● **PROBLEM STATEMENT**: Transcribe exactly the lines from the one holding "the poodle's ear?" to the end of the data below, including both of those lines and no others.

● **RECORDS SHOWN**:
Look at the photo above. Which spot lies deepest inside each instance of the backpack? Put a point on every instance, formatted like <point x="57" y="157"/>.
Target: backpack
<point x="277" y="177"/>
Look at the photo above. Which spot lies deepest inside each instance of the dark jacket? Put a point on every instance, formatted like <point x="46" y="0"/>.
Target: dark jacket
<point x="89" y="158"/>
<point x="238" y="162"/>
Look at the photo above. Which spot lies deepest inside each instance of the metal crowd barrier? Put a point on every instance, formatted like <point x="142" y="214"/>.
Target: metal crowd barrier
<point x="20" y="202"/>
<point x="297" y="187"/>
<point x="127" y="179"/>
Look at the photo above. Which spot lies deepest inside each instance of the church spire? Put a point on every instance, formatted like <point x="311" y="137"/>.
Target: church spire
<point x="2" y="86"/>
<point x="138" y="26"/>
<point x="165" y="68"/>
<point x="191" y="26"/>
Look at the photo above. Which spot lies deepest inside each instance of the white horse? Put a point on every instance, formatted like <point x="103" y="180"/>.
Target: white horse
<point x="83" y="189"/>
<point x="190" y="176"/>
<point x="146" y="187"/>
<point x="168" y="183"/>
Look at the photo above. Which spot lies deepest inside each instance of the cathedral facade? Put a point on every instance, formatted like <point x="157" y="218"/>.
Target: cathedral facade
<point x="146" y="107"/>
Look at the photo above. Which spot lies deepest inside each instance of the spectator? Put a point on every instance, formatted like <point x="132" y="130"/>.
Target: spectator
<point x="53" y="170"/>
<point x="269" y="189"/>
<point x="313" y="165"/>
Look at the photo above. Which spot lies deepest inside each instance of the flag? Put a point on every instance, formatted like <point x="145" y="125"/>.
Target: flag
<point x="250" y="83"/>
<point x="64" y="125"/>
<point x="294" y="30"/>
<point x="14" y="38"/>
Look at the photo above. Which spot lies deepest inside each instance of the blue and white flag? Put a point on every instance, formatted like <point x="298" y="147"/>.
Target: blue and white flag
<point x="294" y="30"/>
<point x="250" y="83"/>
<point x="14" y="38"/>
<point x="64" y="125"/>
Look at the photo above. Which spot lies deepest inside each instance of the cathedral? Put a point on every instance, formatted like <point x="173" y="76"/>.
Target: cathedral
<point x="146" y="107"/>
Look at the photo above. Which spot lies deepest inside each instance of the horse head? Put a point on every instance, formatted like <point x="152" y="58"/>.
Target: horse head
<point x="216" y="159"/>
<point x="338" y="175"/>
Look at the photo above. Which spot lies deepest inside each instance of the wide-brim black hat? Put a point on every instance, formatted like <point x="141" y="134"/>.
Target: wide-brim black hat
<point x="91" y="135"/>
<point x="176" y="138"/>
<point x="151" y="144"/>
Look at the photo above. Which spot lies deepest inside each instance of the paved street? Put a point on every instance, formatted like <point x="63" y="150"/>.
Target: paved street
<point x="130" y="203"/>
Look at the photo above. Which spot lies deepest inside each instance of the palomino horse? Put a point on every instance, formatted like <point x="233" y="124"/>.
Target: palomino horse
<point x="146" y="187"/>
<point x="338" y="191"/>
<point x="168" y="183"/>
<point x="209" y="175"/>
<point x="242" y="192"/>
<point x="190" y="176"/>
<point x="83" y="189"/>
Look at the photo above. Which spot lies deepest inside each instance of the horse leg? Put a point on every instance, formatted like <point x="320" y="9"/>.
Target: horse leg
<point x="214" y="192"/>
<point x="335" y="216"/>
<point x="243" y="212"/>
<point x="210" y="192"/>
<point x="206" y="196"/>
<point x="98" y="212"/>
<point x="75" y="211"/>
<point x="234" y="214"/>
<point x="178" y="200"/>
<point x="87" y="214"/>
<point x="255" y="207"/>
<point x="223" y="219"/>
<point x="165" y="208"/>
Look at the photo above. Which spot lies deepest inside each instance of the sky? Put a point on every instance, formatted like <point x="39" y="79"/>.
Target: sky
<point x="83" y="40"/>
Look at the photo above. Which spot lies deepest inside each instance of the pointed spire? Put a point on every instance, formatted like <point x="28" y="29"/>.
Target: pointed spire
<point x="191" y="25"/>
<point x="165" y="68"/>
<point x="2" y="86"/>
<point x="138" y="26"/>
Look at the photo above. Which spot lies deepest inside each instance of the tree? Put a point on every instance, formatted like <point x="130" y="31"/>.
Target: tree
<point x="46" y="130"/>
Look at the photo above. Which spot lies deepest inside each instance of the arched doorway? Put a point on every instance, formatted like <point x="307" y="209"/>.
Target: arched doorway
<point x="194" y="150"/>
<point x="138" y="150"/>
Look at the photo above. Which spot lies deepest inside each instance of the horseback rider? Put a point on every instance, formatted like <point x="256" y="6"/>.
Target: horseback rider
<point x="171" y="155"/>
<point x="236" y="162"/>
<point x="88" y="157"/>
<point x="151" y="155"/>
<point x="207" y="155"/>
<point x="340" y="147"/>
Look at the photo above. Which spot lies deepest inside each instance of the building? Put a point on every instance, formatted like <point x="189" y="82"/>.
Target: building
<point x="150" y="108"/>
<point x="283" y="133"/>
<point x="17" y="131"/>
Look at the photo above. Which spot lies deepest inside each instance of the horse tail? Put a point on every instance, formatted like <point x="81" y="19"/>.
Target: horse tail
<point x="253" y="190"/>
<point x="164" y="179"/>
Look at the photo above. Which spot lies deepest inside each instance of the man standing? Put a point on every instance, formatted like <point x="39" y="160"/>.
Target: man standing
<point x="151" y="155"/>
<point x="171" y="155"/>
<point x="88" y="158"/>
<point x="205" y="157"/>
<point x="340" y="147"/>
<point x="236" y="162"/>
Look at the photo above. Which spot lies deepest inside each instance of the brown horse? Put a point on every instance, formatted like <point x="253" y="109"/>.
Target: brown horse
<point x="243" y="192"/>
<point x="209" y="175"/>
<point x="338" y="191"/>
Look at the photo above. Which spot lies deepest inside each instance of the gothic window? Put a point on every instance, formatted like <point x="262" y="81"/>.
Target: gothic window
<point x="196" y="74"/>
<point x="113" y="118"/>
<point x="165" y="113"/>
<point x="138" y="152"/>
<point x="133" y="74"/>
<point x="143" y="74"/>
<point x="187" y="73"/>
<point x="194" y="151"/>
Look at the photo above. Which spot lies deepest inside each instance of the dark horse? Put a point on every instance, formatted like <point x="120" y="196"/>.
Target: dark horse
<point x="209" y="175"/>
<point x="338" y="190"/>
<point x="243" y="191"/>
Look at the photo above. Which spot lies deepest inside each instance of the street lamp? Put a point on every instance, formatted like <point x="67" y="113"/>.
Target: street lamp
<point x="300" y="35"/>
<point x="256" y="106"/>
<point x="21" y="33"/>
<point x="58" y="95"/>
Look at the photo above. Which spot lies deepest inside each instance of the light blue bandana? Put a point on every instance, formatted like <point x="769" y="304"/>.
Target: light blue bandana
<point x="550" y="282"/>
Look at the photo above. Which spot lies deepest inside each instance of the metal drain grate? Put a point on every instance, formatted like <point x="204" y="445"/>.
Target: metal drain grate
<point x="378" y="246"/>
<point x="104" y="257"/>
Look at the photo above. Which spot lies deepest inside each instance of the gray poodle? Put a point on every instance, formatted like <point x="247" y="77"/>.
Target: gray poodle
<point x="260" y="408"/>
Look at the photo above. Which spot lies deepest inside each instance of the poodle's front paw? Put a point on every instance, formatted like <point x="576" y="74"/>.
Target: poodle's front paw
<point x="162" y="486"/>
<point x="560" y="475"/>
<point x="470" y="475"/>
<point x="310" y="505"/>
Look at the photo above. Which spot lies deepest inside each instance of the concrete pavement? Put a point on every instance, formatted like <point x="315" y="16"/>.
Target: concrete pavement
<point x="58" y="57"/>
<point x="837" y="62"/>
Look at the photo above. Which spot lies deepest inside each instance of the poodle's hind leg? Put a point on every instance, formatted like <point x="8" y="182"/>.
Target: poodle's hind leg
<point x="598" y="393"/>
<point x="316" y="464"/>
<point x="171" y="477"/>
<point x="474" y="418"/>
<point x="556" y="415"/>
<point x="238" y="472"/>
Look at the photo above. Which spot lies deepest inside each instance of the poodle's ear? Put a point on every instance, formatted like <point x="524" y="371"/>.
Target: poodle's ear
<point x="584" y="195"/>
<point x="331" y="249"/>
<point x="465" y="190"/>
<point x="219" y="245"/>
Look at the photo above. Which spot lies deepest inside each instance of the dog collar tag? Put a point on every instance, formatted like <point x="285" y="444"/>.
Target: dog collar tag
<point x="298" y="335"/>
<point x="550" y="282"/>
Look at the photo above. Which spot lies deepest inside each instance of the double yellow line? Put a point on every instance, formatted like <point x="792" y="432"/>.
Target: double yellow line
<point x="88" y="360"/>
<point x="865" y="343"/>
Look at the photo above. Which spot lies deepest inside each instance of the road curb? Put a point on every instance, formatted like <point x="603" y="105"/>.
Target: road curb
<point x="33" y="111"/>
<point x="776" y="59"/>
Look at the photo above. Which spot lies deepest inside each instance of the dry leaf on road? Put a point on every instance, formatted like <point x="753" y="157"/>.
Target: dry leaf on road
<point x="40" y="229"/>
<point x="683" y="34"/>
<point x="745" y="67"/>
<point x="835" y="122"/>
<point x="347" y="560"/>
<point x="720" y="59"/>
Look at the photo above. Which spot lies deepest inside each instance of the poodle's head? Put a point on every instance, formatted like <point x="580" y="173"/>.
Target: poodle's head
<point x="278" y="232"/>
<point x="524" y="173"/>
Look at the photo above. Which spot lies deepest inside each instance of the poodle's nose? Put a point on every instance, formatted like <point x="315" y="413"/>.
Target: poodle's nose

● **RESULT OF THIS EXERCISE**:
Look at the photo above. Which spot lies deepest inside each instance of the poodle's ear? Put a point on every instance, formatted like <point x="524" y="371"/>.
Target: poodle's ear
<point x="584" y="195"/>
<point x="331" y="249"/>
<point x="465" y="190"/>
<point x="219" y="245"/>
Look at the photo above. Which spot lies deepest inside each instance of the dog collar tag? Put a point on every instance, formatted like <point x="285" y="444"/>.
Target: dog collar tag
<point x="298" y="335"/>
<point x="550" y="282"/>
Look at the photo above. Which spot lies deepest inside each instance of the double yellow line? Put a point on every instance, formatted like <point x="792" y="432"/>.
Target: double yellow line
<point x="88" y="360"/>
<point x="865" y="343"/>
Look at the photo above. Which spot lies deepest inside each instance of the road curb? Put a point on every instance, formatted like <point x="603" y="105"/>.
Target: road curb
<point x="33" y="111"/>
<point x="776" y="59"/>
Look at the photo above. Which spot lies deepest inside each instance of the dry leaf on road? Put a point on every instance, formatted like <point x="753" y="157"/>.
Target: dry leaf on road
<point x="40" y="229"/>
<point x="683" y="34"/>
<point x="745" y="67"/>
<point x="835" y="122"/>
<point x="347" y="560"/>
<point x="720" y="59"/>
Look at the photo above. Which spot lies deepest inside each instance of the poodle's head? Put a point on every instance, formatted like <point x="580" y="173"/>.
Target: poodle's head
<point x="278" y="232"/>
<point x="524" y="173"/>
Look at the photo above. Which spot lies deepest inside each instance of the poodle's nose? Put a point on every instance, formatted like <point x="315" y="413"/>.
Target: poodle's nose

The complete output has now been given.